- **TO DO**:
(A) According to the API reference, which HTTP header carries the API key?
(B) Write the next part of the scraping API reference, starting after its last sentence.

- **SOURCE**:
= = = = = = =

API Reference

Scrape any website. Even the ones that fight back.

Base URL https://api.sessemi.com

Sessemi is a scraping API that handles anti-bot protection automatically. Send a URL, get back clean HTML. Challenges from Cloudflare and DataDome are detected and solved transparently, with more vendors shipping soon. Your response comes back with success: true and clean content ready to parse.

Authentication

All requests require an API key passed via the X-API-Key header.

curl -X POST https://api.sessemi.com/scrape \
  -H "X-API-Key: your_api_key" \
  -H "Content-Type: application/json" \
  -d '{"url": "https://example.com"}'bash

You can also pass the key as a query parameter: ?key=your_api_key

Quick Start

Scrape a simple site (datacenter proxy, 1 credit):

curl -X POST https://api.sessemi.com/scrape \
  -H "X-API-Key: your_api_key" \
  -H "Content-Type: application/json" \
  -d '{
    "url": "https://example.com"
  }'bash

Scrape a protected site with challenge solving (residential proxy, 10 credits):

curl -X POST https://api.sessemi.com/scrape \
  -H "X-API-Key: your_api_key" \
  -H "Content-Type: application/json" \
  -d '{
    "url": "https://example.com",
    "pool": "residential"
  }'bash

Response:

{
  "success": true,
  "url": "https://example.com",
  "resolved_url": "https://example.com/",
  "html": "<!doctype html>...",
  "html_size": 48210,
  "status_code": 200,
  "challenge_type": "solved",
  "challenge_provider": "cloudflare",
  "pool": "residential",
  "solved": true,
  "credits_charged": 10,
  "credits_remaining": 2490,
  "duration_ms": 8420,
  "cookies": [...]
}json

POST /scrape

Scrape a URL. Challenges are detected and solved automatically. Fingerprint management is always on.

Request Parameters

ParameterTypeDescription
url required string Target URL to scrape.
pool string Proxy pool: datacenter (default, 1 credit) or residential (5 credits, or 10 with solve). Datacenter is fast and cheap — use for sites without anti-bot protection. Residential uses premium IPs with higher trust scores — use for protected sites.
solve boolean Enable challenge solving (Cloudflare, DataDome). Adds +5 credits to the pool base rate. Enabled by default with pool: "residential". When a challenge is detected, Sessemi solves it automatically and returns the page content. Set solve: false explicitly to disable — challenges will be returned as challenge_unsolved.

= = = = = = =

- **RECORD SET**:
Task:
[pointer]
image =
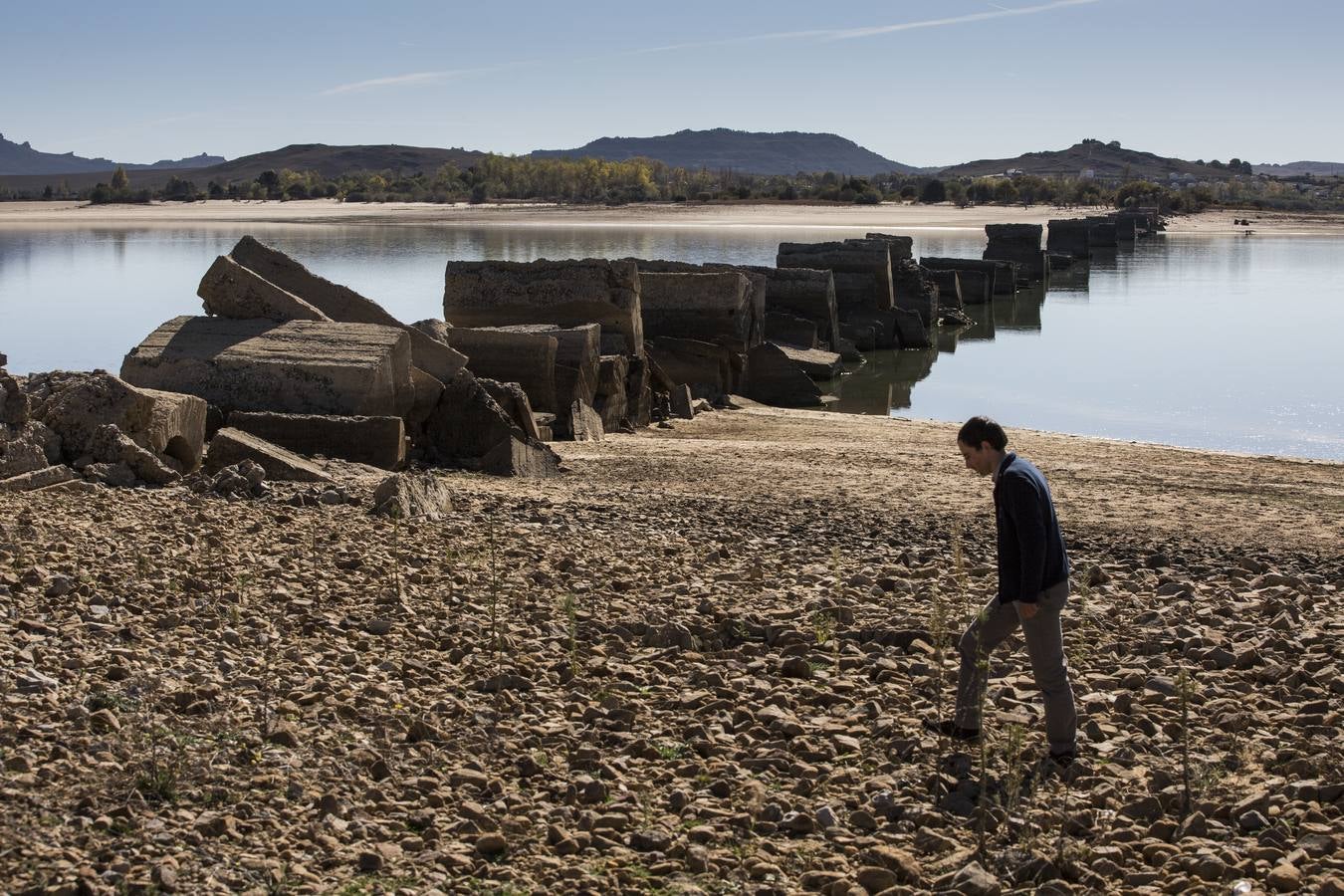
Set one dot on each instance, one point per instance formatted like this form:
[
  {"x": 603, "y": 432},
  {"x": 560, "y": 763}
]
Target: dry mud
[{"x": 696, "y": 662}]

= = = = = = =

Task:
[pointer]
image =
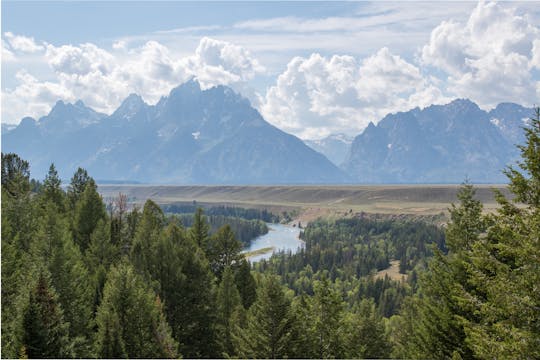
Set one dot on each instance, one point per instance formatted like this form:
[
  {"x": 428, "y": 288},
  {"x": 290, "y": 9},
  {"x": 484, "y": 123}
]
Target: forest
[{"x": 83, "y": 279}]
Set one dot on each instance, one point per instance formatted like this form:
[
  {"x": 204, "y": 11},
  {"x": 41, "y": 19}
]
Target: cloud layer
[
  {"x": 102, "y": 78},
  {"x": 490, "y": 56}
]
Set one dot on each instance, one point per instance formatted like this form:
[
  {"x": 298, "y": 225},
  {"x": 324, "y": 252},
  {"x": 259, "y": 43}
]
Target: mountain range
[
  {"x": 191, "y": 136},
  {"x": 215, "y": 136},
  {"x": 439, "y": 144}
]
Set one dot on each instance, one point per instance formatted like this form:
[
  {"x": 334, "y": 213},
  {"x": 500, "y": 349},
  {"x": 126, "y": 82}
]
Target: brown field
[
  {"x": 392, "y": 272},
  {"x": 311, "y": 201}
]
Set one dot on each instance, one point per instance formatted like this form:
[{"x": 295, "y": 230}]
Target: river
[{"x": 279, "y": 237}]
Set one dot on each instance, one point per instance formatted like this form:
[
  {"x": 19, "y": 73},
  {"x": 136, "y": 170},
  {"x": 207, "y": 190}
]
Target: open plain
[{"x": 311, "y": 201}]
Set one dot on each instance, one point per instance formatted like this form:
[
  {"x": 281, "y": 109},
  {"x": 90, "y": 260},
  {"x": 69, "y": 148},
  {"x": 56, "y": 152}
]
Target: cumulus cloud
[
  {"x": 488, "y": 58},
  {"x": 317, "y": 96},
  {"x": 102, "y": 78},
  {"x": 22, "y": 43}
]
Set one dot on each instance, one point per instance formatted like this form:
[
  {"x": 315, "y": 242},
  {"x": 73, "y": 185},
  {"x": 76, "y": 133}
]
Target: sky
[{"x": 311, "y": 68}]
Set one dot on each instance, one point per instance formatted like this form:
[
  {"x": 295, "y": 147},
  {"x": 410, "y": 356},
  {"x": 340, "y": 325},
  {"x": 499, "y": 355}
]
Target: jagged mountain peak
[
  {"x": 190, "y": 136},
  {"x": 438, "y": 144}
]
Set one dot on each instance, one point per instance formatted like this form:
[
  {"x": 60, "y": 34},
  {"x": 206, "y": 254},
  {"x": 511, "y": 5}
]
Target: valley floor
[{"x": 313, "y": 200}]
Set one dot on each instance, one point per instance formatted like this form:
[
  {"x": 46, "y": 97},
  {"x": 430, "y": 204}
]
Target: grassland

= = = = = = =

- **TASK-BY-TASK RESULTS**:
(A) The X-API-Key header.

(B)
country string Proxy country code (e.g. FR, DE, US). 240+ countries supported. Routes through a residential proxy in that country with proprietary fingerprint management. Only with pool: "residential" or stealth: true.
session string Session ID (Pro only). Pins requests to a persistent environment — cookies, localStorage, and JS state carry across requests. Use for authenticated scraping (login → scrape) or multi-step JS interactions. Expires after 5 minutes idle or 10 minutes total. Any string works — created automatically on first use. Not needed for anti-bot bypass or pagination — Sessemi handles anti-bot bypass automatically.
screenshot boolean Include a base64-encoded PNG screenshot in the response. +1 credit
wait_for string CSS selector to wait for before returning HTML. Comma-separated for OR logic: .products, .no-results
wait_for_js string JS expression that must return truthy before returning HTML. Example: window.__DATA__ !== undefined
wait_timeout integer Max seconds to wait for wait_for / wait_for_js. Default: 10.
script string JavaScript to execute after page load. Result returned in script_result. See JS Execution.
warmup boolean Prime the session by loading the site's homepage before the target URL. Reduces the chance of blocks on deep links.
render boolean Enable JavaScript rendering. Use for JS-rendered SPAs (React, Vue, Angular) where you need the full DOM. When omitted, Sessemi automatically chooses the fastest method for each request.
timeout integer Request timeout in seconds. Default: 90. Challenge solving on protected sites can take 15–30 seconds — setting this too low may cause solve attempts to fail. For JS-heavy or protected sites, keep the default or increase it.
retry integer Number of automatic retries on failure. Max: 5. See Retries.
retry_on string[] Failure types that trigger retry: server_error, challenge_timeout, navigate_failed, empty_page
stealth boolean The recommended flag for protected sites. Automatically selects residential proxy, challenge solving, retries, and JS rendering. One toggle, maximum success rate. 10 credits/request. Explicit user values for pool, retry, etc. are not overridden — stealth only fills in defaults.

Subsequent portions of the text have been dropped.